DATA PROVIDED.
------------------------------------------------------------------------

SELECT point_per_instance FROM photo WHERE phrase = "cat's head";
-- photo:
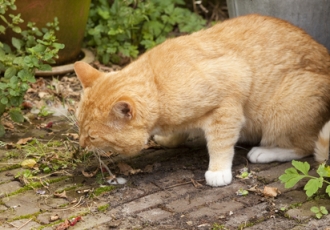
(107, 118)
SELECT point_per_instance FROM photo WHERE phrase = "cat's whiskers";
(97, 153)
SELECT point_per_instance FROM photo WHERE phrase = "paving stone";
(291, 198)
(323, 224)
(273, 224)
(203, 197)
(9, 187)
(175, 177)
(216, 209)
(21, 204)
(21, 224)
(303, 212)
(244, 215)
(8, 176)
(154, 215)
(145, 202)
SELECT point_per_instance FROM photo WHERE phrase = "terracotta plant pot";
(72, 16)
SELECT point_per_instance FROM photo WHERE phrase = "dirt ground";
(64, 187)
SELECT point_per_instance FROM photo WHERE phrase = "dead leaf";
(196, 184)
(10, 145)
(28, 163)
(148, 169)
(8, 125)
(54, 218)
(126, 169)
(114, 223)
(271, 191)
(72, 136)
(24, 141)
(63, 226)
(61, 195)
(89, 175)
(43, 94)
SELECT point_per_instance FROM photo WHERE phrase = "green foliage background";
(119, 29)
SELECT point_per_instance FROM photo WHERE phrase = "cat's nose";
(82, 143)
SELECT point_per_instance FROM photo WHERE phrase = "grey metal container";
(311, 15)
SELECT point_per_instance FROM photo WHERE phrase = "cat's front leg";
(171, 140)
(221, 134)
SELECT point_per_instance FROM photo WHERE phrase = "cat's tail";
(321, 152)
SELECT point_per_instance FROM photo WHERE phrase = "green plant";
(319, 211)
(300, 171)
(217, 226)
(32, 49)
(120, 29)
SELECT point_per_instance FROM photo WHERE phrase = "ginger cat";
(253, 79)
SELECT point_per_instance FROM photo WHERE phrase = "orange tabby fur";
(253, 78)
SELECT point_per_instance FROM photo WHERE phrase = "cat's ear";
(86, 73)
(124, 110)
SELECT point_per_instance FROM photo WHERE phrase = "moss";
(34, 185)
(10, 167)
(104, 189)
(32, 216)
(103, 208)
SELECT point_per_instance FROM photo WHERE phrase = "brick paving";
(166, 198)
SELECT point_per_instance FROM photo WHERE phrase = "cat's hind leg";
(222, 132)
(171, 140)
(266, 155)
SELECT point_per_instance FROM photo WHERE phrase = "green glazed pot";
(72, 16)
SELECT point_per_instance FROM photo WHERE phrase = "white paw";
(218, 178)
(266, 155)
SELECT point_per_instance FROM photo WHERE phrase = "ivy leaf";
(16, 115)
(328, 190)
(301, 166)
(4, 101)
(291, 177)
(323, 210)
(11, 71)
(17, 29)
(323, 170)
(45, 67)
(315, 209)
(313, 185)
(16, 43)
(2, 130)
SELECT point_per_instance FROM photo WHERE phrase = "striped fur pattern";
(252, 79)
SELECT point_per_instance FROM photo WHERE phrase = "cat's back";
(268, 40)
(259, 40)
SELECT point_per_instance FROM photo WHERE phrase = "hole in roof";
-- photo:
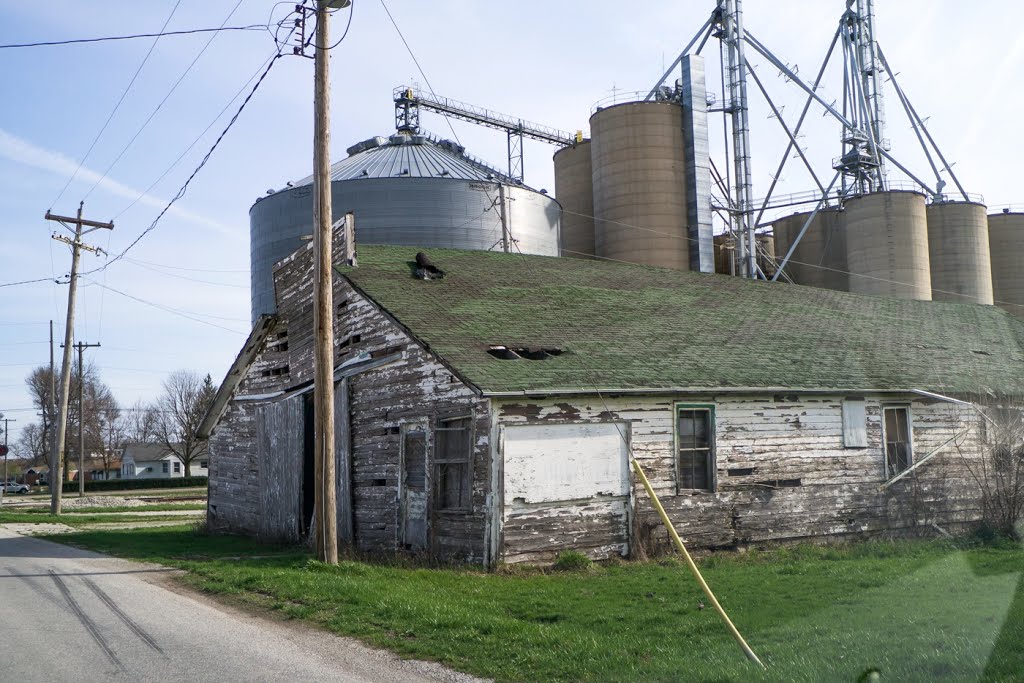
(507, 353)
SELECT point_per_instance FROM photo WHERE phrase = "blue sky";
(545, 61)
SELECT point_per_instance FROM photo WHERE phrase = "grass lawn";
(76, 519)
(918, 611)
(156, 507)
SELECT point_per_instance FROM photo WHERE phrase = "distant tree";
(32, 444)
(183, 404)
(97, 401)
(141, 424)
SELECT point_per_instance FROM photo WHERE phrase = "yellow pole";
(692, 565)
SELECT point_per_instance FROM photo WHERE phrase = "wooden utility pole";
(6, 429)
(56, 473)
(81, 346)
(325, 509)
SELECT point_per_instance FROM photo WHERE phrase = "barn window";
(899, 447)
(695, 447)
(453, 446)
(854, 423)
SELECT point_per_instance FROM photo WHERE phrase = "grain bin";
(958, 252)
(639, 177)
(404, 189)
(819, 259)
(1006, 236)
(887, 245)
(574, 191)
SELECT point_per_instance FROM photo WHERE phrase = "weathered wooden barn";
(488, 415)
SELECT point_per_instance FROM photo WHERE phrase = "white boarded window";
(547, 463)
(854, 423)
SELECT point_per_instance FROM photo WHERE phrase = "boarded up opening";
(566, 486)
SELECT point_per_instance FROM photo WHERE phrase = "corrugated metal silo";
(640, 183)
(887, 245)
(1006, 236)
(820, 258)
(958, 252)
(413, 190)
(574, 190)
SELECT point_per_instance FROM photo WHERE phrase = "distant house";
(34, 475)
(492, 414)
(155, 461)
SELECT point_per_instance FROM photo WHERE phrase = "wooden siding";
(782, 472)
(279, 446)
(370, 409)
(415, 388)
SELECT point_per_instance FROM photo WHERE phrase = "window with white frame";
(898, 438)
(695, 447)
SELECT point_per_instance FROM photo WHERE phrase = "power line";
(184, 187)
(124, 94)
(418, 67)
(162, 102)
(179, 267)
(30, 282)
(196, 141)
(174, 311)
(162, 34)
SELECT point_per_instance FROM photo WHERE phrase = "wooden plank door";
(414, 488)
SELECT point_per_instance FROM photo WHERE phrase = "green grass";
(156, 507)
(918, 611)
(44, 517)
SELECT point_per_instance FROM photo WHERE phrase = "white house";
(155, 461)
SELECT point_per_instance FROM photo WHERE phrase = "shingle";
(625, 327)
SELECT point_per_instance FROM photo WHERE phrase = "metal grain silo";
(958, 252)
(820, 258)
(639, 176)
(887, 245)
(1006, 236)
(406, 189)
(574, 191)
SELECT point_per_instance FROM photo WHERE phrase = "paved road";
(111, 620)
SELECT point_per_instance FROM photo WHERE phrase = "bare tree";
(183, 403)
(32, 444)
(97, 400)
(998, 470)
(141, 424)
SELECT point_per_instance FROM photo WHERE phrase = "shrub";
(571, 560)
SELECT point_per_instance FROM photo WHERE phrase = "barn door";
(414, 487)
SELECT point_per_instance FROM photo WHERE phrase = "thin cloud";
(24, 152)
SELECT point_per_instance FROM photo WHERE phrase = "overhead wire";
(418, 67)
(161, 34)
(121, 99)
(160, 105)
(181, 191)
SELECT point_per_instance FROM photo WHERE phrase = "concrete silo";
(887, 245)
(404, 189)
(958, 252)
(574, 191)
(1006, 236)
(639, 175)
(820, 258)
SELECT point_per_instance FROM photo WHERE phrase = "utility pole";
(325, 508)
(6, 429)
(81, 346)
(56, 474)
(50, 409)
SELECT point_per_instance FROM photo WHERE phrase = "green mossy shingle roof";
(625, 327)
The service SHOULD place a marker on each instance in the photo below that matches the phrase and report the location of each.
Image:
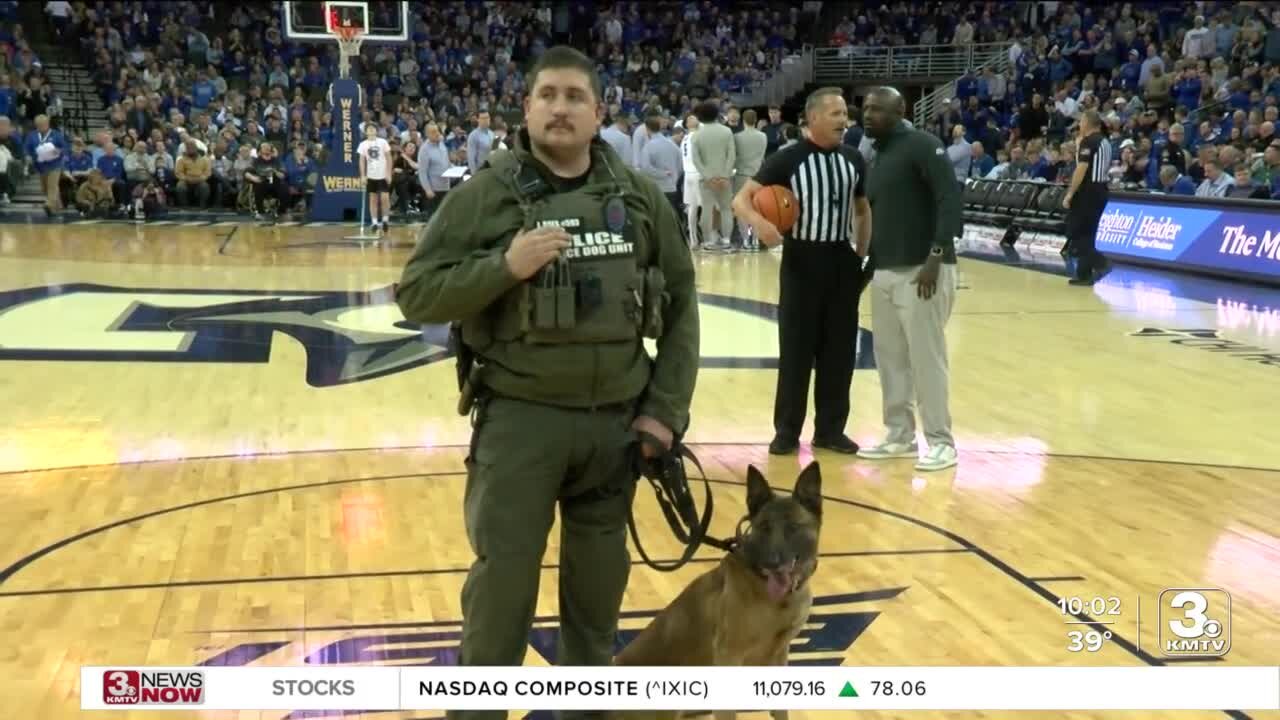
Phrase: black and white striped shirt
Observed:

------------------------------------------------------------------------

WHAT THE EXERCISE ASKS. The expected answer is the whole listing above, copied exactly, with images excluded.

TASK RESPONSE.
SELECT point_per_instance FROM photo WHERE phrase = "cat's head";
-- photo:
(107, 118)
SELECT point_per_instance FROM photo WHERE phrase = "cat's whiskers";
(97, 153)
SELECT point_per_instance FROM photo WHERE phrase = "paving stone";
(291, 198)
(323, 224)
(273, 224)
(203, 197)
(9, 187)
(175, 177)
(216, 209)
(21, 204)
(21, 224)
(303, 212)
(244, 215)
(8, 176)
(154, 215)
(145, 202)
SELECT point_per_instance FROM photo WHERE phrase = "terracotta plant pot";
(72, 16)
SELECT point_per_instance FROM photo WHERE phrase = "dirt ground";
(64, 187)
SELECT point_per_instance FROM photo WHERE phrase = "dead leaf";
(196, 184)
(10, 145)
(28, 163)
(148, 169)
(8, 125)
(54, 218)
(126, 169)
(114, 223)
(271, 191)
(72, 136)
(24, 141)
(63, 226)
(61, 195)
(89, 175)
(43, 94)
SELECT point_per_instance FROM photo WHERE phrase = "green foliage background";
(119, 29)
SELECT point_per_instance FROM photo WHERE phrase = "cat's nose";
(82, 143)
SELECT point_per_instance FROM photo WHERE phrase = "grey metal container";
(311, 15)
SELECT point_per_instance FROM photo WHERE phrase = "cat's front leg";
(171, 140)
(221, 134)
SELECT point_per_instance FROM photo WHERE phrase = "cat's tail";
(321, 152)
SELECT point_per_instance FROM photo WHERE phrase = "green plant";
(319, 211)
(300, 171)
(217, 226)
(32, 49)
(120, 29)
SELECT point_per_instance FROM photo WHERE phrase = "ginger cat";
(253, 79)
SELECT point_per_instance FROM photo WHERE phrase = "orange tabby fur";
(253, 78)
SELECT point_per_instance FROM photo WHERE phrase = "cat's ear";
(86, 73)
(124, 110)
SELECT point_per_instance FROM photo WHERE phrase = "moss";
(34, 185)
(10, 167)
(104, 189)
(32, 216)
(103, 208)
SELECT point_per_instance FROM photo WHERE phrase = "brick paving";
(166, 198)
SELECT point_per_instance FROM photo WHERE phrase = "cat's hind leg";
(222, 132)
(171, 140)
(266, 155)
SELECT point_per_instance FROM photo WHERE phrase = "green glazed pot";
(72, 16)
SELECT point_per_instance FROM photo WHERE phrase = "white paw";
(218, 178)
(266, 155)
SELECT point_per_instance FROM photo WHERE phrase = "ivy leaf";
(16, 115)
(328, 190)
(301, 166)
(4, 101)
(291, 177)
(323, 210)
(11, 71)
(17, 29)
(323, 170)
(45, 67)
(315, 209)
(313, 185)
(16, 43)
(2, 130)
SELECT point_per_instance FROM photo WHERE phrase = "striped fur pattern";
(252, 79)
SELECT point_per_instance FROM photo WHERE phrase = "cat's back";
(268, 40)
(259, 40)
SELECT point_per_instance FROM photo WHERE phrase = "hole in roof";
-- photo:
(507, 353)
SELECT point_per_instance FROM photo WHERE phrase = "blue sky";
(545, 61)
SELECT point_per_instance FROM photo WHERE phrase = "grass lawn";
(76, 519)
(918, 611)
(156, 507)
SELECT point_per_instance FROM photo WHERE phrase = "distant tree";
(32, 444)
(183, 404)
(97, 401)
(141, 424)
SELECT point_per_instance FROM photo WHERE phrase = "yellow pole";
(692, 565)
SELECT point_per_instance FROM photo WHERE phrase = "wooden utility pole";
(6, 429)
(56, 473)
(81, 346)
(325, 509)
SELECT point_per_instance FROM photo WHERE phrase = "barn window";
(899, 447)
(695, 447)
(453, 446)
(854, 423)
SELECT point_per_instance FROM photo WHERE phrase = "grain bin";
(958, 252)
(639, 177)
(404, 189)
(819, 259)
(1006, 236)
(887, 245)
(574, 191)
SELECT point_per_instance FROM photo WHERE phrase = "weathered wooden barn";
(488, 415)
SELECT point_per_instance FROM photo WHERE phrase = "white boarded window";
(547, 463)
(854, 423)
SELECT point_per_instance FROM photo WHERE phrase = "boarded up opening";
(566, 486)
SELECT point_per_instance FROM photo WHERE phrase = "corrugated metal silo";
(640, 183)
(887, 245)
(1006, 236)
(820, 258)
(958, 252)
(413, 190)
(574, 190)
SELECT point_per_instance FROM photo WHERE phrase = "distant house";
(34, 475)
(492, 414)
(155, 461)
SELECT point_per_instance FROM photo WHERE phrase = "wooden siding";
(782, 472)
(279, 446)
(370, 409)
(415, 388)
SELECT point_per_instance FROM photo WHERE phrase = "window with white frame";
(898, 438)
(695, 447)
SELECT point_per_instance FROM photo WHERE phrase = "power line";
(184, 187)
(124, 94)
(418, 67)
(162, 102)
(179, 267)
(30, 282)
(196, 141)
(174, 311)
(162, 34)
SELECT point_per_instance FROM photo WHERE phrase = "wooden plank door";
(414, 488)
SELECT point_per_instance FROM photo WHERE phrase = "green grass";
(156, 507)
(918, 611)
(44, 517)
SELECT point_per_instance FROM photo WHERE phrase = "white house";
(155, 461)
SELECT point_per_instance FROM photo WHERE phrase = "shingle";
(625, 327)
SELECT point_per_instance FROM photo WHERE phrase = "metal grain silo";
(958, 252)
(820, 258)
(639, 176)
(887, 245)
(1006, 236)
(406, 189)
(574, 191)
SELECT point_per_instance FROM photo WHERE phrase = "paved road";
(111, 620)
SELECT point_per_instance FROM photo WHERE phrase = "bare tree";
(183, 403)
(32, 444)
(97, 400)
(998, 470)
(141, 424)
SELECT point_per_instance FROM photo WHERE phrase = "shrub";
(571, 560)
SELECT point_per_instance FROM photo WHERE phrase = "barn door";
(414, 487)
SELECT point_per_instance FROM photo WHERE phrase = "thin cloud";
(24, 152)
SELECT point_per_instance FROM photo WHERE phrase = "overhead wire";
(418, 67)
(161, 34)
(121, 99)
(160, 105)
(181, 191)
SELECT point_per_instance FROM photo WHERE phrase = "concrete silo";
(887, 245)
(404, 189)
(958, 252)
(574, 191)
(1006, 236)
(639, 175)
(820, 258)
SELECT point_per_instance FROM photo WHERE phrase = "utility pole";
(325, 508)
(6, 429)
(81, 346)
(56, 474)
(50, 409)
SELECT point_per_instance FROM photo WHERE phrase = "green mossy shingle roof";
(625, 327)
The service SHOULD place a marker on each instance in the photo below that matches the phrase and report the location of each.
Image:
Phrase: black and white striped shirt
Observed:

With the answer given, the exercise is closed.